TEXT TO READ =
-- Begin --
DDR vs SDRAM: Functional and Structural Differences

1 Structure Overview

This article continues an analysis of internal block diagrams, focusing on DDR, DDR2, and DDR3 memory chips to identify their differences. The following figure shows a Micron 128Mb SDRAM chip block diagram; the previous article covered that diagram in detail.

SDRAM

To increase memory read/write bandwidth, SDRAM originally relied on raising the clock frequency. Due to limitations such as temperature, SDRAM core clock frequency is constrained. SDRAM transmits data only on the rising clock edge. DDR increases data transfer rate by transmitting data on both the rising and falling edges of the I/O clock, while the internal core still transfers data only on the rising edge. To match the core (single-edge) and the I/O port (double-edge) transfer rates, the core data bus width is doubled relative to the I/O data bus width, i.e., 2n prefetch. This is the basic DDR design principle.

The images below show the internal block diagram of a Micron DDR chip, model MT46V32M16P-6T. Like the SDRAM example, this chip has a 16-bit data bus and 512Mb capacity. Ignoring capacity, the key difference is the red-highlighted area: DDR uses a differential clock.

DDR内部结构框图

DDR

During a write, the receiver registers capture incoming DQ[0:15] data and the data mask signals (LDM/UDM). These input registers function similarly to IDDR: they convert 16-bit data transferred on both edges of DQS into 32-bit data on a single edge. The 2-bit DM signals are converted into 4-bit MASK signals. The resulting 32-bit single-edge data and 4-bit MASK are sent to a write FIFO. The write FIFO handles the asynchronous clock domain crossing, synchronizing DATA and MASK from the DQS domain to the internal core clock CK so data can be written into the internal array with correct timing.

Note that both the input registers and the write FIFO sample data using DQS as the capture clock because the DQS edges are center-aligned with the write data DQ and the mask DM.

Some readers may ask: DQ is transferred on both edges of CK, so why sample DQ using DQS? DQS is the data strobe. On reads, DQS edges align with DQ edges; on writes, DQS edges align with the center of DQ. Therefore sampling on DQS edges during write provides more stable data sampling.

On a read, the bank transfers 32-bit data to a read latch under the internal clock. The 32-bit word is split into two 16-bit values, selected by a MUX, and then driven onto the external bus under control of the DQS generator. The DQS generator times the transfers so the 16-bit halves are sent on the rising and falling edges of the external clock.
-- End --
MATERIAL SUPPLIED =
-- Begin --
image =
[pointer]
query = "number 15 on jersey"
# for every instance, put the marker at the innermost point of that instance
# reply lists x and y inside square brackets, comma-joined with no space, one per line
-- End --
WHAT TO PRODUCE = Rewrite the part of the DDR vs SDRAM text starting with "During a write, the" and going on through "with correct timing.", renaming "write FIFO" to "write buffer" wherever it occurs.

ANSWER FOR THE TASK =
During a write, the receiver registers capture incoming DQ[0:15] data and the data mask signals (LDM/UDM). These input registers function similarly to IDDR: they convert 16-bit data transferred on both edges of DQS into 32-bit data on a single edge. The 2-bit DM signals are converted into 4-bit MASK signals. The resulting 32-bit single-edge data and 4-bit MASK are sent to a write buffer. The write buffer handles the asynchronous clock domain crossing, synchronizing DATA and MASK from the DQS domain to the internal core clock CK so data can be written into the internal array with correct timing.